__本文ブロック__.
今となってはよく聞くこの言葉ですが、僕は生まれて初めてそれを肌で感じることになりました。そして、その言葉の意味の片鱗を知ることができました。


先日、人生で初めてなんばグランド花月(NGK)を見にいってきました。関西に住んでる人からすれば、NGKは親近感ある場所なのかしませんが、僕のように関東出身の人からすると、NGKに関してはTVに出ている芸人さんが「NGKで出番があった」みたいなことを聞くだけで、お笑いや漫才(お笑いは漫才じゃないんかといツッコミは置いといて)をやっているということ以外に何も知らない謎の多い場所でした。


そんな何も知らない状態でNGKに突入した僕は、そこで初めてNGKは漫才以外に落語や新喜劇が行われることを知りました。出演予定のお笑い芸人や漫才師の方が誰なのかも確認しないまま、プラーっと会場の中の中に入って行き、若手の漫才師の漫才から大御所の落語家の落語、新喜劇を一通り見ました。


その中で、僕は2つのコンビ、落語家から衝撃を受けました。そのコンビが海原やすよ・ともこさん、落語家が桂文珍(ぶんちん)師匠でした。そこで感じた「先行きの見える緊張感」が、エンタテーメントをやっている身からするとすごく学び発見でした。


海原やすよ・ともこ


まず、僕が「すげー」と思った海原やすよ・ともこさん。若手の漫才から始まって5番目くらいに出てきたのですが、登場の時のスクリーンには上方漫才を2度も優勝していることが書かれており(関東人にはすごさが全然わかんない)、言わずと知れた実力派コンビだということだけがわかりました。


最初の方は「このおばさんたち全然知らんしなー」と思っていたのですが、漫才が進んでいくうちにどんどん引きつけられていくことを強く感じました。


彼女たちのスタイルはまさしく「THE・大阪」という感じで、大阪の何気ない日常や東京との違いを面白おかしく表現するスタイルでした。東京はお洒落・上品で、大阪は泥臭くて・どこか下品な一面があるという日本人の共通認識をくすぐるような漫才でした。


「東京と大阪の違い何か知ってるか?」

「なんや」

「声のデカさだけや」

__座標アノテーションのエントリ__.
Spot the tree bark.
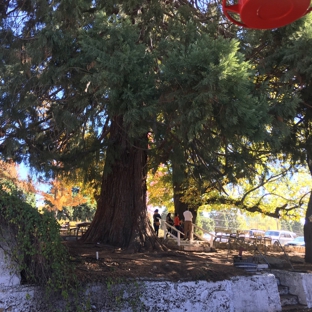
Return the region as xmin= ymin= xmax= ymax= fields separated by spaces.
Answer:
xmin=82 ymin=117 xmax=161 ymax=252
xmin=303 ymin=152 xmax=312 ymax=263
xmin=304 ymin=193 xmax=312 ymax=263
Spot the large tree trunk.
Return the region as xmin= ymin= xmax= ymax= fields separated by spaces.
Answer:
xmin=82 ymin=117 xmax=160 ymax=251
xmin=303 ymin=155 xmax=312 ymax=263
xmin=304 ymin=193 xmax=312 ymax=263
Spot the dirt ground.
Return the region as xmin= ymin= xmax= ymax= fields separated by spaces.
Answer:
xmin=64 ymin=240 xmax=312 ymax=282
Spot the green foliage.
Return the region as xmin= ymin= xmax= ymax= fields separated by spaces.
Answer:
xmin=0 ymin=182 xmax=77 ymax=299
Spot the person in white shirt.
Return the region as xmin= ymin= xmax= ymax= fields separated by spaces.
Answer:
xmin=183 ymin=209 xmax=193 ymax=240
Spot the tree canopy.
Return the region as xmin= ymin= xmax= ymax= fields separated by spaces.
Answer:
xmin=0 ymin=0 xmax=312 ymax=254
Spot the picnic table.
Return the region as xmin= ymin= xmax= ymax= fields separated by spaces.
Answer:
xmin=76 ymin=222 xmax=91 ymax=239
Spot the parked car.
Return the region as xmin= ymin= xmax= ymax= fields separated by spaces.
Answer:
xmin=285 ymin=236 xmax=305 ymax=246
xmin=246 ymin=229 xmax=265 ymax=238
xmin=264 ymin=230 xmax=296 ymax=246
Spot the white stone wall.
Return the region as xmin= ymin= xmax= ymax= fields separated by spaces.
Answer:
xmin=0 ymin=274 xmax=282 ymax=312
xmin=272 ymin=270 xmax=312 ymax=308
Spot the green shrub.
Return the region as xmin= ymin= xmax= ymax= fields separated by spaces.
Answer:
xmin=0 ymin=181 xmax=77 ymax=298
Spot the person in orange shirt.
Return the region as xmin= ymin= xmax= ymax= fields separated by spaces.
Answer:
xmin=173 ymin=212 xmax=183 ymax=238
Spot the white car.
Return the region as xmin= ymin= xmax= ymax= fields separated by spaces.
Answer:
xmin=285 ymin=236 xmax=305 ymax=246
xmin=264 ymin=230 xmax=297 ymax=246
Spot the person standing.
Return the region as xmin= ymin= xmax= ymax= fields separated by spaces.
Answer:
xmin=153 ymin=209 xmax=161 ymax=237
xmin=183 ymin=209 xmax=193 ymax=240
xmin=172 ymin=212 xmax=183 ymax=236
xmin=166 ymin=212 xmax=173 ymax=237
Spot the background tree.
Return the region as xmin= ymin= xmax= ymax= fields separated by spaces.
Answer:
xmin=242 ymin=15 xmax=312 ymax=262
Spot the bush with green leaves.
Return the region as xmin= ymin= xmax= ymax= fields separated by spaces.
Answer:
xmin=0 ymin=181 xmax=77 ymax=297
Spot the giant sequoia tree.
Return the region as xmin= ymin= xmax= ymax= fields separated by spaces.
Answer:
xmin=0 ymin=0 xmax=267 ymax=250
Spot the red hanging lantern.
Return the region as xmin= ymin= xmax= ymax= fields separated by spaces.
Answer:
xmin=222 ymin=0 xmax=312 ymax=29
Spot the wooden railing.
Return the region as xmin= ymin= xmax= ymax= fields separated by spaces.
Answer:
xmin=161 ymin=220 xmax=215 ymax=247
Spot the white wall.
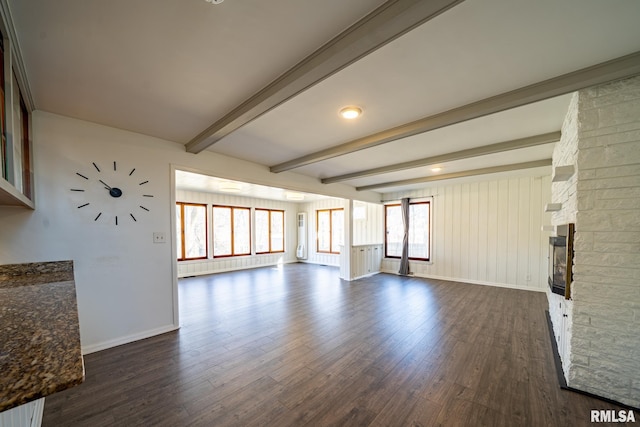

__指示内容 1__.
NGKの観覧記である本文について、次の(a)〜(c)がそれぞれ本文と合っているかを「はい」か「いいえ」で答え、判断の決め手となる本文の言葉をそのまま引用してください。(a) 筆者がNGKを見に行ったのは人生で初めてだった。(b) 筆者は出演者を確認してから会場に入った。(c) 海原やすよ・ともこさんは最初に登場した。
__指示内容 2__.
NGKの観覧記である本文によると、海原やすよ・ともこさんの登場時、スクリーンには何が書かれていましたか。
本文だけを根拠にして答えてください。

__記述解答 1__.
(a) はい。「先日、人生で初めてなんばグランド花月(NGK)を見にいってきました。」
(b) いいえ。「出演予定のお笑い芸人や漫才師の方が誰なのかも確認しないまま」
(c) いいえ。「若手の漫才から始まって5番目くらいに出てきたのですが」

__記述解答 2__.
上方漫才を2度も優勝していることが書かれていました。